Work instructions :: Please update the records beginning at the line that has "Mark every instance of the shoreline" and continuing through the end of the records, replacing "stone" with "rock" and leaving everything else unchanged.

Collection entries
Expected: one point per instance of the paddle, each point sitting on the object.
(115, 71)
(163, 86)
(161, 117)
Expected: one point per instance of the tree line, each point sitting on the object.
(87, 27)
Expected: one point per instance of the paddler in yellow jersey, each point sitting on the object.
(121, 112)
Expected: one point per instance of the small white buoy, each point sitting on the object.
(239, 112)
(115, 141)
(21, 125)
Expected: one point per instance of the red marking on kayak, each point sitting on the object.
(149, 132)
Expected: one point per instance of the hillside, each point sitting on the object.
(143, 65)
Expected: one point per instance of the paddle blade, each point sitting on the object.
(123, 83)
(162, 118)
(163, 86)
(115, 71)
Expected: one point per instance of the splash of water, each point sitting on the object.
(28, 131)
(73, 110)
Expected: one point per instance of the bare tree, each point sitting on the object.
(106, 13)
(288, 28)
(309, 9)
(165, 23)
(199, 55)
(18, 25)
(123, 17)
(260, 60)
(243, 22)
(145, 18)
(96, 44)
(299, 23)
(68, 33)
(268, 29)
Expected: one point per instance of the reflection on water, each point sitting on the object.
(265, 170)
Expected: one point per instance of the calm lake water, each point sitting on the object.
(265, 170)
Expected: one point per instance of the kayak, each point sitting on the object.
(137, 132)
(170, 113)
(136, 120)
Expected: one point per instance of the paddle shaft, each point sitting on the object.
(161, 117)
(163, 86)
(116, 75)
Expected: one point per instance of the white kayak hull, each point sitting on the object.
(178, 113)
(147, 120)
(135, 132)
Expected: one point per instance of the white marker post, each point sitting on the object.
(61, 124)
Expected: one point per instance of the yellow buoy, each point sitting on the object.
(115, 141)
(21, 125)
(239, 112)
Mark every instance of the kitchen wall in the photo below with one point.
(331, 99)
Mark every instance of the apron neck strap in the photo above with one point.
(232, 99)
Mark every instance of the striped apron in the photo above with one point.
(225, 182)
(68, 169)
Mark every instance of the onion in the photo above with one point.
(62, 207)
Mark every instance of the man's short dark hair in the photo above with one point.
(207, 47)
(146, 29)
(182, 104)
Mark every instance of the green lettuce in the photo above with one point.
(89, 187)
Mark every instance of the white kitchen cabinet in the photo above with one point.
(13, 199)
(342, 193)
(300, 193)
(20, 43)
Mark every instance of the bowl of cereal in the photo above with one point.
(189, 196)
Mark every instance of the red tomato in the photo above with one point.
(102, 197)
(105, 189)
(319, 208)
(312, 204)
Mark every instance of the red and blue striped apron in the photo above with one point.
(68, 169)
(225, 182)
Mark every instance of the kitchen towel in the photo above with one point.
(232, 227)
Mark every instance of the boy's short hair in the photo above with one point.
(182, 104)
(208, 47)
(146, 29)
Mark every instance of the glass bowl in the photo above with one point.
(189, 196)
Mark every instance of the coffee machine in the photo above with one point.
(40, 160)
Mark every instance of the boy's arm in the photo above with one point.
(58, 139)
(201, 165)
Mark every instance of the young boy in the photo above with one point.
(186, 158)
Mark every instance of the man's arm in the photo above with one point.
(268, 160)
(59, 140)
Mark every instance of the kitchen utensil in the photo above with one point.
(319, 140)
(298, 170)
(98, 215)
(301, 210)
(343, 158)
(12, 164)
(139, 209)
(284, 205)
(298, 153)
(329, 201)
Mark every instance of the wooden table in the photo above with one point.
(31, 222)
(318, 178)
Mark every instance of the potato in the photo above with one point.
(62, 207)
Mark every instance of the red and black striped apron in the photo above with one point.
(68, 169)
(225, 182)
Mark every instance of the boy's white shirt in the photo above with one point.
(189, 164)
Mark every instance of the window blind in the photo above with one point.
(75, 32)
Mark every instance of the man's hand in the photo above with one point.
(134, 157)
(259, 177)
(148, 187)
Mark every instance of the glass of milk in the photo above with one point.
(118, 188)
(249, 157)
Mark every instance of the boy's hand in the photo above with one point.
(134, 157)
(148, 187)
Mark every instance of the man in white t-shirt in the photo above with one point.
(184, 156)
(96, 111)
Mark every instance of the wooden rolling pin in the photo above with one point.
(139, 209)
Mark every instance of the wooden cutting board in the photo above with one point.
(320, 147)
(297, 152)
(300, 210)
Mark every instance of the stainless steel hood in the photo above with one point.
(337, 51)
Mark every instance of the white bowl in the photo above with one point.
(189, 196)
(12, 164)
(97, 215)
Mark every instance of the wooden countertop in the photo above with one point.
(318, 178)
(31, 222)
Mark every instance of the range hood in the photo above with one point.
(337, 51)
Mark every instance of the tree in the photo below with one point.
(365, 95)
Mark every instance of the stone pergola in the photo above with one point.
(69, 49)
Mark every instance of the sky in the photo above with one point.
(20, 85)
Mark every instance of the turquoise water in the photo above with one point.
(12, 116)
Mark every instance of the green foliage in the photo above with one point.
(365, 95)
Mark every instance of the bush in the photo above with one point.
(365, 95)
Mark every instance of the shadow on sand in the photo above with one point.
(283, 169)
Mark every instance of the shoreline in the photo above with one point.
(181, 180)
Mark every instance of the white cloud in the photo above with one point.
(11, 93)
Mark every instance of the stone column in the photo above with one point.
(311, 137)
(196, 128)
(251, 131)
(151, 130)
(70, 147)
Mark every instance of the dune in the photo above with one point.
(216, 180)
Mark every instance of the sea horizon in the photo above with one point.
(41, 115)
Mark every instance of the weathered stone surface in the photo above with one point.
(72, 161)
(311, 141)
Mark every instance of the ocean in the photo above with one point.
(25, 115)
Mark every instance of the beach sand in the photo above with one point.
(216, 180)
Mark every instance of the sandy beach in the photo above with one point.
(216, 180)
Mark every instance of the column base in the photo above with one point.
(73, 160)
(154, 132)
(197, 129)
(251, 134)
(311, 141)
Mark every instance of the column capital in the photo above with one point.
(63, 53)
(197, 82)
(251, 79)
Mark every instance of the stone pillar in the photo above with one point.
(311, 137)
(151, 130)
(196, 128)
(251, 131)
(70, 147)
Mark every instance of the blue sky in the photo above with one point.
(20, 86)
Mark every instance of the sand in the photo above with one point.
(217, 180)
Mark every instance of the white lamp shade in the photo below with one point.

Finished task ::
Mark every instance of the shoreline in the photo above with one point.
(181, 180)
Mark every instance of the white cloud in the photo above with one point.
(11, 93)
Mark every instance of the rock column in the photo above with one point.
(311, 137)
(196, 128)
(251, 131)
(151, 130)
(70, 147)
Mark every instance of the dune in the photo above with one point.
(216, 180)
Mark every instance of the sea horizon in the photo above with one point.
(41, 115)
Mark every instance of the weathered rock surface in the photo above with one point.
(72, 161)
(311, 141)
Mark every instance of the ocean in the photo above with one point.
(25, 115)
Mark every instance of the beach sand in the photo above with one point.
(216, 180)
Mark every instance of the sandy beach in the photo above with one point.
(216, 180)
Mark every instance of the column base in the photo above with one point.
(73, 160)
(154, 132)
(197, 129)
(251, 134)
(311, 141)
Mark every instance of the column capital in the photo above with one point.
(63, 53)
(197, 82)
(251, 79)
Mark every instance of the rock pillar in the photo above with one point.
(311, 137)
(151, 130)
(196, 128)
(251, 131)
(70, 147)
Mark every instance of the blue sky in the photo above with one point.
(20, 86)
Mark every instance of the sand in the photo above with one point.
(217, 180)
Mark every instance of the white lamp shade in the photo below with one point.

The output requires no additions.